Wednesday, April 6, 2011

香港法制爆發「核事故」 - 王岸然

2011年4月6日

王岸然
香港法制爆發「核事故」

香港的知識界和政界有着同一種古怪情況,在一些涉及「大香港」或「次主權」的事情上十分敏感和關注,大做文章,不惜冒「港獨」之嫌,也要跟中共對着幹;但有些情況嚴重的事件卻又默不作聲,視而不見。筆者要談的,是一件涉及一國兩制之下香港主權遭受粗暴恐嚇的事件。

首先,筆者會界定這是主權而不是「次主權」的事件。無論憲法用語或是政治用語,主權代表一地之內最高與絕對權力;「次主權」按筆者的理解,是國際關係用語,不宜引用於中港關係。香港作為中國之內不可分割的一員,按一國兩制的原則與《基本法》,獲分配(或可說成與國家平分)了兩項主權,分別是司法的終審權與獨立的貨幣發行權,這是聯邦制之下國家也沒有的權力,所以只能是主權,不會是「次」級的主權。

評論界沒有反應

就算人大曾經就居港權的問題釋法,也沒有改變終審法院已作的決定,只能影響之後的決定。亦所以,外交部三度發信給香港的法庭,一封比一封態度囂張,一封比一封恐嚇味道濃厚,理論上,香港的終審庭還是可以獨立判案,但常識就告訴大家不是這回事。我們不要忘記,終院首席馬道立曾經多次在上訴中給資深的終院法官評為「未夠班」,今天當然是他應該報答捧他上位的專政政權的時刻。

▶ **給定條目**:
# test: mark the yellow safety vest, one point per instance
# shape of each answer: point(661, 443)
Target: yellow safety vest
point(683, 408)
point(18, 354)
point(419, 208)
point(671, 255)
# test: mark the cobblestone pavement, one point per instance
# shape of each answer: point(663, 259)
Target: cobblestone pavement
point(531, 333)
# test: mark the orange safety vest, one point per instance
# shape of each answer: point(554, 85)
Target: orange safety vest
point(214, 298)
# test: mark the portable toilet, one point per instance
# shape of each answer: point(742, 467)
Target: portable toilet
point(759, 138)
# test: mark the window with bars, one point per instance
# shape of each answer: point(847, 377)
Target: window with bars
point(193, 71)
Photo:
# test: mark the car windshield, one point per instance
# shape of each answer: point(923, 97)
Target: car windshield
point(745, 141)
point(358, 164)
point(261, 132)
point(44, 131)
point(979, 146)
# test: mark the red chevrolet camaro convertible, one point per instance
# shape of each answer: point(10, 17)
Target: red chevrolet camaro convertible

▶ **練習題目**:
A) 在關於香港法制「核事故」的評論中,作者說香港獲分配了哪兩項主權?
B) 請從最後一句之後接着寫下去,續寫這篇關於香港法制「核事故」的評論。

▶ **參考答案**:
A) 司法的終審權與獨立的貨幣發行權。

B)
這是上月26日的新聞,至今天未見有識之士出聲半句。《明報》的標題用上「外交部警告香港勿損國家利益」的字眼,用語不可謂不嚴重,嚴重性猶如為香港提供人權保護的司法制度發生了核事故,竟然還是引不起除筆者以外的評論者注意。

這是一宗剛果民主共和國在港被追債的案件(FACV5-7/10)。這件案件在上訴後,筆者也曾經在別報評論,結語是「本案令人高興之處,是香港的法庭基於一國兩制的原則,總算能依治而治,獨立行使司法權力」。

現時看來,去年的評語不但說得太早,而且可能全錯,終審庭能否還可真正獨立裁決,不是有待驗證,而是已驗明不能。

外交部駐港特派專員粗暴干預香港的司法,用的手段十分技巧,外交部只是發信給憲制及內地事務局,但信件則經律政司的代表律師在終審法院當庭讀出。代表政府的資深大律師余若海指出,香港的法庭無權審理國防與外交事務,事件應交人大釋法(若法官不同意外交部的觀點);終院與法官若狹義理解《基本法》的釋法要求,對法治及香港的穩定並無好處。後一句明明白白就是一項赤裸裸的恐嚇。

第三封致終院的恐嚇信,外交部所持的理由有五大點:包括若香港採用「有限外交豁免權」,是不符香港特區地位、國家外交立場受質疑、損害受影響國家友好關係、中國海外財產安全受威脅、妨礙發展中窮國減債等等。

筆者請大家想一想,這五點與法庭只應依法斷案的基本原則,根本風馬牛不相及。這五點都是政治考慮、行政考慮,而中國外交部是行政機構,中國政府從來欠缺認真的法治精神,行政干預司法是慣性,外交部拿着國防與外交是中央權力的令箭,自以為有理有權,以釋法為要脅粗暴干預恐嚇香港的終審法院,這還不是香港司法制度的核事故?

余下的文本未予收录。